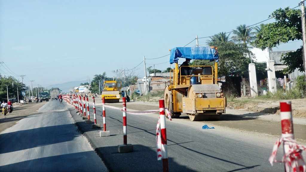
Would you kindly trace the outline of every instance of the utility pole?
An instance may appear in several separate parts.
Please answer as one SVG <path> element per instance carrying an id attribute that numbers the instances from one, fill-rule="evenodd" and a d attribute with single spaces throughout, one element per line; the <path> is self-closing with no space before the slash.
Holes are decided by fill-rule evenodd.
<path id="1" fill-rule="evenodd" d="M 25 76 L 25 75 L 20 75 L 20 76 L 21 77 L 21 82 L 22 84 L 23 84 L 23 77 Z M 21 90 L 21 93 L 22 93 L 22 90 Z M 25 97 L 25 91 L 24 91 L 24 94 L 23 95 L 23 100 L 24 101 L 24 100 Z"/>
<path id="2" fill-rule="evenodd" d="M 145 85 L 144 86 L 144 94 L 146 94 L 148 93 L 147 90 L 147 69 L 146 69 L 146 61 L 144 58 L 144 79 L 145 80 Z"/>
<path id="3" fill-rule="evenodd" d="M 29 99 L 30 99 L 30 97 L 31 95 L 30 95 L 30 85 L 29 85 Z"/>
<path id="4" fill-rule="evenodd" d="M 7 102 L 9 102 L 9 88 L 6 85 L 6 93 L 7 93 Z"/>
<path id="5" fill-rule="evenodd" d="M 125 73 L 124 69 L 123 69 L 123 81 L 124 82 L 125 81 Z"/>
<path id="6" fill-rule="evenodd" d="M 34 81 L 34 80 L 30 81 L 31 81 L 31 90 L 32 90 L 32 98 L 33 98 L 33 87 L 32 85 L 32 82 Z"/>
<path id="7" fill-rule="evenodd" d="M 23 84 L 23 77 L 25 75 L 20 75 L 21 77 L 21 82 L 22 84 Z"/>
<path id="8" fill-rule="evenodd" d="M 303 33 L 303 57 L 304 58 L 304 68 L 305 71 L 305 76 L 306 77 L 306 17 L 305 14 L 305 7 L 304 4 L 304 1 L 301 0 L 301 2 L 300 4 L 301 6 L 301 13 L 302 15 L 302 32 Z"/>
<path id="9" fill-rule="evenodd" d="M 101 85 L 100 84 L 100 80 L 99 80 L 99 94 L 100 95 L 101 95 L 101 91 L 100 89 L 100 88 L 101 87 Z"/>
<path id="10" fill-rule="evenodd" d="M 38 87 L 38 84 L 37 84 L 37 90 L 38 90 L 38 98 L 40 99 L 40 98 L 39 97 L 39 87 Z"/>
<path id="11" fill-rule="evenodd" d="M 196 36 L 196 47 L 199 47 L 199 41 L 198 40 L 198 36 Z"/>

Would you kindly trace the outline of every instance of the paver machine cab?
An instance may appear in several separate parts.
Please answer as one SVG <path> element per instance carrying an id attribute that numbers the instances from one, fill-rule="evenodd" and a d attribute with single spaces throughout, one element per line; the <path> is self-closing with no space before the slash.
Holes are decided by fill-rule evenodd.
<path id="1" fill-rule="evenodd" d="M 218 82 L 219 55 L 215 47 L 176 47 L 170 50 L 170 85 L 165 88 L 165 107 L 174 118 L 181 113 L 192 121 L 216 120 L 225 113 L 226 98 Z M 215 66 L 201 65 L 178 66 L 179 58 L 207 60 Z"/>
<path id="2" fill-rule="evenodd" d="M 104 81 L 104 88 L 102 91 L 101 98 L 104 98 L 106 103 L 117 103 L 120 99 L 120 90 L 121 89 L 121 82 L 115 80 Z"/>

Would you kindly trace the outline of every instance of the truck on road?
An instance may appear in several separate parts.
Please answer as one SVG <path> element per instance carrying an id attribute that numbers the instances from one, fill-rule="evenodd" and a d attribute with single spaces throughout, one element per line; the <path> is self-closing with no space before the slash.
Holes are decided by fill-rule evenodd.
<path id="1" fill-rule="evenodd" d="M 59 89 L 58 88 L 53 88 L 50 92 L 51 100 L 57 100 L 58 95 L 59 95 Z"/>
<path id="2" fill-rule="evenodd" d="M 47 102 L 49 101 L 49 94 L 48 92 L 40 92 L 39 93 L 39 96 L 40 99 L 40 102 L 45 100 Z"/>

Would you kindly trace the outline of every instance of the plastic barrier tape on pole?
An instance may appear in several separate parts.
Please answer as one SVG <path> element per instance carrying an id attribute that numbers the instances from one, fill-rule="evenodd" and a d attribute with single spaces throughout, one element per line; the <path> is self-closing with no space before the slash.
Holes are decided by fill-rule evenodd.
<path id="1" fill-rule="evenodd" d="M 299 144 L 294 140 L 291 102 L 281 102 L 280 104 L 282 137 L 276 140 L 273 146 L 269 161 L 272 166 L 274 163 L 284 163 L 287 172 L 305 172 L 306 166 L 302 151 L 306 150 L 306 146 Z M 277 149 L 282 142 L 284 145 L 284 156 L 282 160 L 277 160 Z"/>

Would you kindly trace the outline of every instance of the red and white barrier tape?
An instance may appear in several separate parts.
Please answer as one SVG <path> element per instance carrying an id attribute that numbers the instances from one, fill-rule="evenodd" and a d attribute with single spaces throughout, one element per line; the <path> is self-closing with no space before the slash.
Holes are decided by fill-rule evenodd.
<path id="1" fill-rule="evenodd" d="M 289 146 L 289 151 L 284 155 L 282 160 L 276 159 L 277 149 L 283 141 Z M 305 172 L 306 166 L 302 156 L 303 150 L 306 150 L 306 146 L 298 144 L 296 140 L 289 137 L 281 137 L 276 140 L 269 160 L 272 165 L 274 163 L 284 163 L 287 172 Z"/>
<path id="2" fill-rule="evenodd" d="M 91 105 L 93 105 L 89 102 L 88 103 Z M 95 106 L 103 106 L 106 107 L 108 107 L 111 109 L 120 110 L 121 111 L 123 111 L 122 109 L 106 105 L 103 103 L 99 104 L 95 104 Z M 128 110 L 125 111 L 125 112 L 127 113 L 133 114 L 135 115 L 142 115 L 147 114 L 152 114 L 157 112 L 160 112 L 161 110 L 165 110 L 166 112 L 166 115 L 168 117 L 169 120 L 170 121 L 172 120 L 171 118 L 171 115 L 170 112 L 166 108 L 160 108 L 159 110 L 144 110 L 143 111 L 129 111 Z M 161 137 L 161 132 L 160 129 L 160 118 L 159 118 L 158 122 L 157 122 L 157 125 L 156 126 L 156 145 L 157 149 L 157 160 L 161 160 L 162 158 L 162 139 Z"/>
<path id="3" fill-rule="evenodd" d="M 166 108 L 160 108 L 159 109 L 159 111 L 163 110 L 164 110 L 166 111 L 166 114 L 168 116 L 169 120 L 170 121 L 172 120 L 171 118 L 171 115 L 170 112 L 168 109 Z M 156 153 L 157 154 L 157 160 L 161 160 L 162 159 L 162 138 L 161 137 L 160 133 L 160 117 L 158 119 L 158 121 L 157 122 L 157 125 L 156 126 Z"/>
<path id="4" fill-rule="evenodd" d="M 91 104 L 90 103 L 88 103 L 92 105 L 92 104 Z M 120 110 L 121 111 L 123 111 L 123 110 L 122 109 L 122 108 L 119 108 L 119 107 L 117 107 L 112 106 L 111 106 L 107 105 L 105 104 L 103 104 L 103 103 L 95 104 L 95 105 L 96 106 L 104 106 L 105 107 L 108 107 L 109 108 L 110 108 L 110 109 L 117 109 L 117 110 Z M 143 111 L 129 111 L 129 110 L 125 110 L 124 111 L 125 112 L 126 112 L 127 113 L 130 114 L 133 114 L 134 115 L 143 115 L 145 114 L 150 114 L 159 111 L 159 110 L 144 110 Z"/>

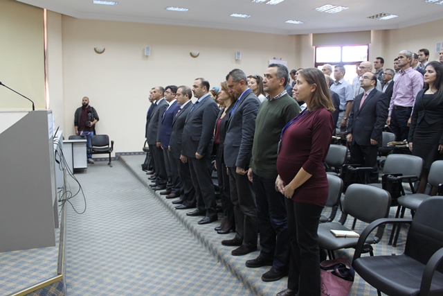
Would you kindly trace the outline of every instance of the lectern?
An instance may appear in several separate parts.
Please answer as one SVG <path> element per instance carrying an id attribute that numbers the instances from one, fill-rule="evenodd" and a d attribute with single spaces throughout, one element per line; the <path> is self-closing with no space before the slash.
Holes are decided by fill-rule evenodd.
<path id="1" fill-rule="evenodd" d="M 54 246 L 52 112 L 29 112 L 8 127 L 6 113 L 0 112 L 0 252 Z"/>

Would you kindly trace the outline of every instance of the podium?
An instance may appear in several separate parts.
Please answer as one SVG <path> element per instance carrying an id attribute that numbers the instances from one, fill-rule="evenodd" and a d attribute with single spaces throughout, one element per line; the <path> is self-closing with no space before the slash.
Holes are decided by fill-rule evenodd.
<path id="1" fill-rule="evenodd" d="M 0 112 L 0 252 L 55 245 L 58 227 L 51 110 L 10 123 Z M 4 116 L 3 116 L 4 115 Z"/>

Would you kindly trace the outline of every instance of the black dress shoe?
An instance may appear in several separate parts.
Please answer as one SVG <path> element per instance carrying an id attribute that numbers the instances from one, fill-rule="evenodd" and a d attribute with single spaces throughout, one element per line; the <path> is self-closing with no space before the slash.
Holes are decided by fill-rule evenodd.
<path id="1" fill-rule="evenodd" d="M 296 296 L 297 292 L 295 290 L 287 288 L 277 293 L 277 296 Z"/>
<path id="2" fill-rule="evenodd" d="M 176 206 L 175 208 L 177 209 L 193 209 L 192 207 L 191 206 L 186 206 L 184 204 L 179 204 L 178 206 Z"/>
<path id="3" fill-rule="evenodd" d="M 209 223 L 212 223 L 213 222 L 215 222 L 218 219 L 217 218 L 217 216 L 214 216 L 213 217 L 205 217 L 201 220 L 199 220 L 197 223 L 199 223 L 199 225 L 209 224 Z"/>
<path id="4" fill-rule="evenodd" d="M 237 247 L 239 245 L 242 245 L 242 243 L 243 243 L 243 241 L 237 239 L 237 238 L 222 241 L 222 245 L 227 245 L 228 247 Z"/>
<path id="5" fill-rule="evenodd" d="M 172 192 L 172 189 L 166 189 L 166 190 L 165 190 L 164 191 L 161 191 L 161 192 L 160 193 L 160 195 L 169 195 L 171 192 Z"/>
<path id="6" fill-rule="evenodd" d="M 257 268 L 262 266 L 272 266 L 272 263 L 273 260 L 266 259 L 266 258 L 262 257 L 262 256 L 258 256 L 258 257 L 255 259 L 248 260 L 244 265 L 249 268 Z"/>
<path id="7" fill-rule="evenodd" d="M 191 217 L 197 217 L 197 216 L 206 216 L 206 211 L 200 211 L 199 209 L 197 209 L 195 211 L 186 213 L 186 215 L 190 216 Z"/>

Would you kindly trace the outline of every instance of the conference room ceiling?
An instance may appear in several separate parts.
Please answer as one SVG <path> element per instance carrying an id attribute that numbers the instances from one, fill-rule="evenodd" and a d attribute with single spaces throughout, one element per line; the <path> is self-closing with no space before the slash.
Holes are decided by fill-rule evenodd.
<path id="1" fill-rule="evenodd" d="M 282 35 L 395 29 L 443 19 L 443 5 L 424 0 L 284 0 L 276 5 L 251 0 L 115 0 L 116 6 L 93 4 L 93 0 L 17 1 L 78 19 Z M 326 4 L 348 8 L 334 14 L 314 10 Z M 169 6 L 188 10 L 169 11 L 165 9 Z M 251 17 L 230 17 L 233 13 Z M 398 17 L 388 20 L 368 18 L 380 13 L 397 15 Z M 303 24 L 285 23 L 288 20 Z M 266 40 L 263 43 L 266 44 Z"/>

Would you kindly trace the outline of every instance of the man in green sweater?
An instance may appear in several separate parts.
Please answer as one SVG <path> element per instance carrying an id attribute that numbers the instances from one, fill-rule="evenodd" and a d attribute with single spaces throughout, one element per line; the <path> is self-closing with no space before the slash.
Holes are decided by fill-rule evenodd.
<path id="1" fill-rule="evenodd" d="M 280 279 L 288 273 L 289 235 L 284 196 L 275 191 L 277 155 L 282 129 L 300 112 L 296 101 L 284 90 L 287 68 L 271 64 L 264 73 L 263 87 L 268 94 L 260 104 L 255 120 L 251 168 L 248 171 L 257 202 L 257 218 L 262 250 L 248 268 L 272 266 L 262 275 L 264 281 Z"/>

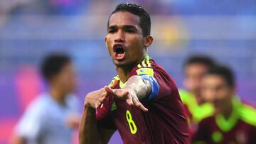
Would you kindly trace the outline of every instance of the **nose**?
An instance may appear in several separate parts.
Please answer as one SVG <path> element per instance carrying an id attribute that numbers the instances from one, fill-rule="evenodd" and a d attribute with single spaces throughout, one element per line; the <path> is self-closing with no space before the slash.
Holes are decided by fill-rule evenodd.
<path id="1" fill-rule="evenodd" d="M 118 31 L 115 36 L 114 42 L 124 42 L 124 33 L 122 30 Z"/>

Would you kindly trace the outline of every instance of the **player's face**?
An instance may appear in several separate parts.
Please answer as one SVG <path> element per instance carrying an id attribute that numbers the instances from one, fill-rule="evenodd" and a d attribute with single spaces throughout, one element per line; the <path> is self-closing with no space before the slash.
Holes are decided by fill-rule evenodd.
<path id="1" fill-rule="evenodd" d="M 146 53 L 139 21 L 139 16 L 129 12 L 117 12 L 110 18 L 105 43 L 117 67 L 137 65 Z"/>
<path id="2" fill-rule="evenodd" d="M 202 79 L 201 92 L 205 100 L 212 102 L 218 111 L 230 102 L 234 89 L 222 77 L 207 74 Z"/>
<path id="3" fill-rule="evenodd" d="M 68 94 L 75 90 L 76 77 L 74 66 L 71 63 L 65 65 L 54 78 L 54 82 L 64 93 Z"/>
<path id="4" fill-rule="evenodd" d="M 208 67 L 203 64 L 195 63 L 185 67 L 184 85 L 186 89 L 197 95 L 200 93 L 201 80 L 208 70 Z"/>

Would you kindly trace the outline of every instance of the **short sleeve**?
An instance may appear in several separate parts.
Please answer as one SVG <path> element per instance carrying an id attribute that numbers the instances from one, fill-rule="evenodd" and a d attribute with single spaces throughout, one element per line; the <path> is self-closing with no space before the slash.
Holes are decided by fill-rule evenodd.
<path id="1" fill-rule="evenodd" d="M 116 129 L 112 118 L 111 118 L 111 108 L 110 100 L 112 96 L 108 96 L 107 101 L 103 102 L 100 108 L 97 109 L 96 120 L 100 127 L 107 129 Z"/>
<path id="2" fill-rule="evenodd" d="M 28 106 L 15 128 L 16 135 L 28 141 L 36 140 L 42 132 L 43 111 L 40 102 L 36 99 Z"/>

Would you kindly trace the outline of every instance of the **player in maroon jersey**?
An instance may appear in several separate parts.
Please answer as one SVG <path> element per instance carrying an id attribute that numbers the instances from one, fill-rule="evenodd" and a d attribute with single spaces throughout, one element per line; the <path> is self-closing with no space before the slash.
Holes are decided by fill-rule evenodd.
<path id="1" fill-rule="evenodd" d="M 202 81 L 202 96 L 213 102 L 215 114 L 198 124 L 193 143 L 254 144 L 256 143 L 256 112 L 234 96 L 235 80 L 231 70 L 215 66 Z"/>
<path id="2" fill-rule="evenodd" d="M 124 143 L 189 143 L 177 87 L 147 55 L 150 25 L 149 13 L 137 4 L 121 4 L 112 13 L 105 42 L 118 75 L 87 94 L 81 144 L 107 143 L 116 130 Z"/>

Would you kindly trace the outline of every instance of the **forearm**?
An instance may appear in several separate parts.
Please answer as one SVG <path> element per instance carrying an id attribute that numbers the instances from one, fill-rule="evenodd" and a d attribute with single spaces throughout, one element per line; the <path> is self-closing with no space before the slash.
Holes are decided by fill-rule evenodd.
<path id="1" fill-rule="evenodd" d="M 95 109 L 85 106 L 79 126 L 79 143 L 102 143 L 97 126 Z"/>
<path id="2" fill-rule="evenodd" d="M 128 79 L 124 89 L 129 92 L 132 89 L 135 92 L 139 100 L 141 100 L 149 96 L 151 91 L 151 86 L 148 80 L 144 80 L 139 76 L 132 76 Z"/>

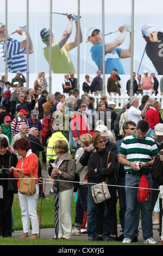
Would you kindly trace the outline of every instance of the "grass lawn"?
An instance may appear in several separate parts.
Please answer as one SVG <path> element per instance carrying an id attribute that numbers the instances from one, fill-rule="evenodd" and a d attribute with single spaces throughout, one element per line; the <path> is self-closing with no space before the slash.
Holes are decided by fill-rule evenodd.
<path id="1" fill-rule="evenodd" d="M 120 109 L 115 109 L 118 114 Z M 160 111 L 161 117 L 163 114 L 163 109 Z M 74 154 L 73 155 L 74 156 Z M 40 160 L 42 163 L 41 154 L 40 155 Z M 42 169 L 47 169 L 47 167 L 42 166 Z M 41 213 L 41 228 L 54 228 L 54 196 L 46 196 L 46 198 L 48 199 L 42 200 L 42 213 Z M 75 219 L 75 208 L 76 205 L 74 203 L 74 198 L 73 197 L 72 202 L 71 206 L 71 216 L 72 221 L 72 226 L 74 224 Z M 40 223 L 40 209 L 41 209 L 41 200 L 38 199 L 37 200 L 37 214 Z M 22 230 L 22 223 L 21 217 L 21 210 L 20 208 L 19 201 L 18 199 L 17 194 L 15 194 L 14 202 L 12 204 L 12 210 L 14 217 L 14 229 L 15 230 Z M 119 221 L 119 203 L 118 201 L 117 203 L 117 223 L 120 223 Z M 109 245 L 109 243 L 106 242 L 89 242 L 88 241 L 76 240 L 69 240 L 67 241 L 64 240 L 57 240 L 52 241 L 49 239 L 21 239 L 19 238 L 15 237 L 7 237 L 3 238 L 0 237 L 0 245 L 81 245 L 81 246 L 91 246 L 94 245 L 104 246 Z M 109 245 L 124 245 L 122 242 L 109 242 Z M 132 243 L 131 245 L 142 245 L 142 243 Z M 125 244 L 126 245 L 126 244 Z"/>

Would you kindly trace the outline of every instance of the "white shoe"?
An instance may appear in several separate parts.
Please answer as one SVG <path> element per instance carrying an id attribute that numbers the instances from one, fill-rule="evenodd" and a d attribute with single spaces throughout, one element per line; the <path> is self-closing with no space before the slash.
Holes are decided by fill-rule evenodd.
<path id="1" fill-rule="evenodd" d="M 80 235 L 80 228 L 74 228 L 72 230 L 72 235 Z"/>
<path id="2" fill-rule="evenodd" d="M 131 239 L 130 239 L 129 238 L 127 238 L 127 237 L 124 238 L 124 239 L 122 241 L 122 243 L 130 243 L 131 242 Z"/>
<path id="3" fill-rule="evenodd" d="M 148 238 L 144 241 L 145 243 L 151 243 L 151 245 L 154 245 L 157 242 L 152 237 Z"/>

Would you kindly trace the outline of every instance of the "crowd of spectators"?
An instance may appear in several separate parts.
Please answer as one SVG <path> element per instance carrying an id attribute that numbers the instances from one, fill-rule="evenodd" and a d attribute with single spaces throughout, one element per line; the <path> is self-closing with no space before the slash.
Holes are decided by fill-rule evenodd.
<path id="1" fill-rule="evenodd" d="M 152 92 L 154 92 L 155 95 L 158 93 L 158 87 L 154 86 L 154 75 L 151 75 L 149 79 L 147 70 L 144 71 L 144 74 L 145 77 L 141 80 L 139 85 L 135 82 L 136 74 L 133 74 L 134 92 L 142 94 L 141 105 L 139 106 L 136 96 L 129 96 L 118 113 L 115 109 L 116 103 L 113 101 L 107 101 L 106 95 L 103 94 L 103 80 L 99 70 L 92 81 L 90 80 L 89 75 L 85 76 L 83 84 L 84 93 L 80 97 L 79 91 L 76 88 L 77 81 L 73 72 L 65 75 L 63 92 L 56 92 L 54 94 L 48 92 L 48 84 L 43 72 L 38 74 L 33 88 L 28 89 L 24 86 L 26 79 L 20 71 L 17 71 L 11 83 L 1 81 L 0 139 L 1 137 L 6 138 L 17 161 L 22 159 L 22 155 L 19 154 L 15 142 L 22 138 L 28 139 L 32 151 L 38 159 L 37 176 L 41 179 L 40 182 L 41 165 L 48 168 L 51 184 L 49 195 L 54 194 L 53 183 L 56 176 L 59 181 L 67 180 L 72 182 L 75 172 L 79 173 L 75 227 L 72 230 L 69 219 L 73 188 L 71 182 L 71 185 L 66 182 L 59 182 L 59 201 L 62 206 L 59 212 L 59 238 L 68 239 L 71 235 L 80 235 L 87 222 L 90 241 L 137 241 L 141 211 L 145 216 L 148 216 L 148 221 L 146 223 L 146 217 L 142 215 L 145 242 L 156 243 L 153 237 L 151 222 L 152 212 L 158 204 L 158 192 L 151 192 L 148 203 L 140 203 L 134 190 L 130 191 L 123 187 L 127 184 L 127 176 L 133 179 L 137 175 L 140 180 L 142 174 L 146 176 L 150 174 L 148 180 L 153 188 L 158 190 L 159 185 L 162 185 L 152 176 L 155 157 L 163 148 L 161 105 L 156 100 L 150 98 Z M 141 76 L 138 75 L 137 80 L 139 77 Z M 120 81 L 117 70 L 115 69 L 108 81 L 107 89 L 110 95 L 121 93 Z M 151 88 L 148 87 L 148 82 L 151 83 Z M 129 88 L 128 81 L 126 89 L 129 95 Z M 101 100 L 96 108 L 93 93 L 95 95 L 101 95 Z M 134 143 L 133 148 L 131 141 Z M 134 148 L 134 150 L 131 148 Z M 147 153 L 145 153 L 146 150 Z M 111 153 L 109 158 L 110 163 L 108 164 L 109 151 Z M 41 157 L 40 152 L 42 153 Z M 73 155 L 74 159 L 70 155 Z M 141 166 L 137 169 L 136 162 L 139 162 Z M 54 163 L 56 164 L 55 167 Z M 13 167 L 13 170 L 14 175 L 17 172 L 16 167 Z M 111 199 L 107 200 L 106 204 L 97 205 L 93 200 L 91 183 L 99 183 L 106 178 L 108 184 L 115 186 L 108 187 Z M 134 181 L 133 184 L 134 187 L 139 186 Z M 116 185 L 120 186 L 118 188 Z M 131 184 L 130 186 L 132 186 Z M 41 187 L 37 191 L 40 196 Z M 42 197 L 45 198 L 43 193 Z M 127 204 L 126 198 L 128 198 Z M 117 199 L 120 202 L 118 214 L 122 231 L 120 236 L 117 230 Z M 159 208 L 158 206 L 157 208 Z M 69 221 L 65 224 L 64 214 L 66 214 L 67 210 Z M 130 217 L 134 223 L 129 221 Z M 159 223 L 161 242 L 161 223 L 157 218 L 154 224 Z"/>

○ ○ ○ ○ ○

▶ _Given task_
Starting at the first of the items and stopping after the line that contains "29 99 L 30 99", rewrite those lines with "trace" swapped for "draw" and everything else unchanged. Leave the pictures out of your answer.

▶ _Correct answer_
Would you kindly draw the outline of every instance of the utility pole?
An instance may appear in several separate parts.
Please answer as one SVG <path> element per instance carrying an id attribute that numbers the instances from one, fill-rule="evenodd" and a d attribute with single spaces throughout, one element per line; the <path> is self-closing with no space before the slash.
Holes are decided by fill-rule evenodd.
<path id="1" fill-rule="evenodd" d="M 25 76 L 25 75 L 20 75 L 20 76 L 21 77 L 21 82 L 22 84 L 23 84 L 23 77 Z M 21 90 L 21 93 L 22 93 L 22 90 Z M 25 97 L 25 91 L 24 91 L 24 94 L 23 95 L 23 100 L 24 101 L 24 100 Z"/>
<path id="2" fill-rule="evenodd" d="M 145 85 L 144 86 L 144 94 L 146 94 L 148 93 L 147 90 L 147 69 L 146 69 L 146 61 L 144 58 L 144 79 L 145 80 Z"/>
<path id="3" fill-rule="evenodd" d="M 29 99 L 30 99 L 30 97 L 31 95 L 30 95 L 30 85 L 29 85 Z"/>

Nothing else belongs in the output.